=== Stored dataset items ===
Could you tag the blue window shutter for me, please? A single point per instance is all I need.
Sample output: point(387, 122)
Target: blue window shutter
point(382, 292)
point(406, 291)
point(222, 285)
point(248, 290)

=== TASK INSTRUCTIONS ===
Please write out every line of the data above again. Scale each coordinate in the answers by 2.35 and round to whole numbers, with halves going up, and leave every other number unchanged.

=== RESULT ===
Could you tag the blue window shutter for me, please? A single point per instance is all I need.
Sample output: point(387, 122)
Target: blue window shutter
point(898, 686)
point(954, 684)
point(522, 670)
point(583, 682)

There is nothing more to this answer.